> [Selected passage]:
__________
A prisoner has a liberty interest when confinement imposes an "atypical and significant hardship . . . in relation to the ordinary incidents of prison life." Sandin, 515 U.S. at 484. In Sandin, the Court focused on three factors in determining that plaintiff possessed no liberty interest in avoiding disciplinary segregation: (1) disciplinary segregation was essentially the same as discretionary forms of segregation; (2) a comparison between the plaintiff's confinement and conditions in the general population showed that the plaintiff suffered no "major disruption in his environment;" and (3) the length of the plaintiff's sentence was not affected. Sandin, 515 U.S. at 486-87.
Where a protected liberty interest exists, the Supreme Court has set out the following procedural due process requirements for disciplinary detention of a prisoner: (1) written notice of the charges; (2) at least 24 hours between the time the prisoner receives written notice and the time of the hearing, so that the prisoner may prepare his defense; (3) a written statement by the fact finders of the evidence they rely on and reasons for taking disciplinary action; (4) the right of the prisoner to call witnesses in his defense, when permitting him to do so would not be unduly hazardous to institutional safety or correctional goals; (5) legal assistance to the prisoner where the prisoner is illiterate or the issues presented are legally complex. Wolff v. McDonnell, 418 U.S. 539, 556 (1974).
Plaintiff alleges that at the disciplinary hearing, he requested as a witness his cell mate at the time of the incident, Robert Walker. Apparently, inmate Walker was housed in general population, and the disciplinary hearing took place in a restricted area of the prison. On this basis, defendant Mustafaa found that inmate Walker was unavailable to testify at the hearing. Plaintiff contends that inmate Walker's testimony should have been made available via telephone, as is contemplated in Administrative Regulation 707. Plaintiff was found guilty at the disciplinary hearing and was given 18 months of disciplinary segregation at Ely State Prison and a 365-day loss of good-time credits. The Court finds that plaintiff states a cognizable due process claim based on the denial of his requested witness, Robert Walker, at the disciplinary hearing. The due process claim in Count I may proceed against defendant Mustafaa.
C. Count II
Plaintiff entitles Count II as follows: "Participating in deliberate indifference to and ratifying constitutional violations and refusing to correct notwithstanding actual knowledge, duty, and opportunity to act violating the 14th Amendment." (FAC, at p. 31). Plaintiff alleges that defendants Williams, Cox, and Skolnik "are high ranking NDOC officials that directly participate in or oversee disciplinary processes and actions of their subordinate hearing officers. . . ." Plaintiff alleges that defendants Williams, Cox, and Skolnik were "deliberately indifferent to the unconstitutional acts of their subordinates."
The United States Supreme Court rejected the idea that "knowledge and acquiescence" of subordinates' conduct is enough to hold supervisory officials liable under § 1983. Ashcroft v. Iqbal, 129 S.Ct. at 1949. "Absent vicarious liability, each Government official, his or her title notwithstanding, is only liable for his or her own misconduct." Id. Plaintiff fails to state a cognizable civil rights claim against defendants Williams, Cox, and Skolnik. These defendants are dismissed with prejudice, along with the entirety of Count II.
__________
> [Set of tasks]:
1. Name each procedural due process requirement for a prisoner's disciplinary detention that the court order excerpt attributes to Wolff v. McDonnell.
2. According to the court order excerpt, what penalty did the plaintiff receive after being found guilty at the disciplinary hearing?

> [Stored records]:
__________
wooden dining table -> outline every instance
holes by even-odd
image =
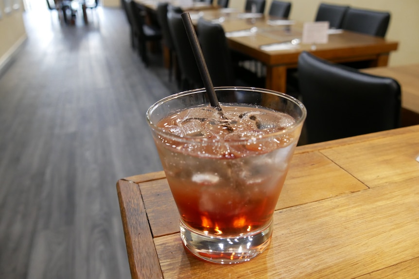
[[[117,190],[132,278],[417,278],[419,125],[297,147],[271,243],[244,263],[184,247],[163,172]]]
[[[227,38],[229,47],[266,66],[265,88],[281,92],[286,91],[287,71],[297,66],[298,57],[304,50],[336,63],[368,61],[371,67],[385,66],[390,53],[397,49],[398,43],[365,34],[345,30],[331,30],[327,43],[299,43],[295,48],[277,50],[264,50],[261,47],[271,44],[289,42],[301,39],[303,22],[293,20],[289,24],[277,25],[278,19],[265,15],[253,18],[240,16],[240,11],[218,9],[191,12],[191,17],[197,15],[219,23],[227,33],[237,31],[256,30],[252,33]],[[196,19],[195,19],[195,21]]]

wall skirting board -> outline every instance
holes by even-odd
[[[26,34],[20,37],[4,55],[0,57],[0,76],[3,75],[13,58],[19,53],[27,38],[28,36]]]

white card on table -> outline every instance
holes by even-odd
[[[329,21],[305,22],[303,27],[303,44],[327,44]]]

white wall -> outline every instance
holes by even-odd
[[[10,1],[13,3],[13,1]],[[26,39],[23,23],[23,5],[18,9],[12,9],[9,13],[4,12],[4,1],[0,0],[0,73],[12,56]]]

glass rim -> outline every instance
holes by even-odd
__________
> [The responses]:
1.
1. Written notice of the charges.
2. At least 24 hours between the prisoner's receipt of written notice and the hearing, so the prisoner may prepare a defense.
3. A written statement by the fact finders of the evidence they rely on and their reasons for taking disciplinary action.
4. The prisoner's right to call witnesses in his defense, when permitting it would not be unduly hazardous to institutional safety or correctional goals.
5. Legal assistance where the prisoner is illiterate or the issues are legally complex.

2. He received 18 months of disciplinary segregation at Ely State Prison and a 365-day loss of good-time credits.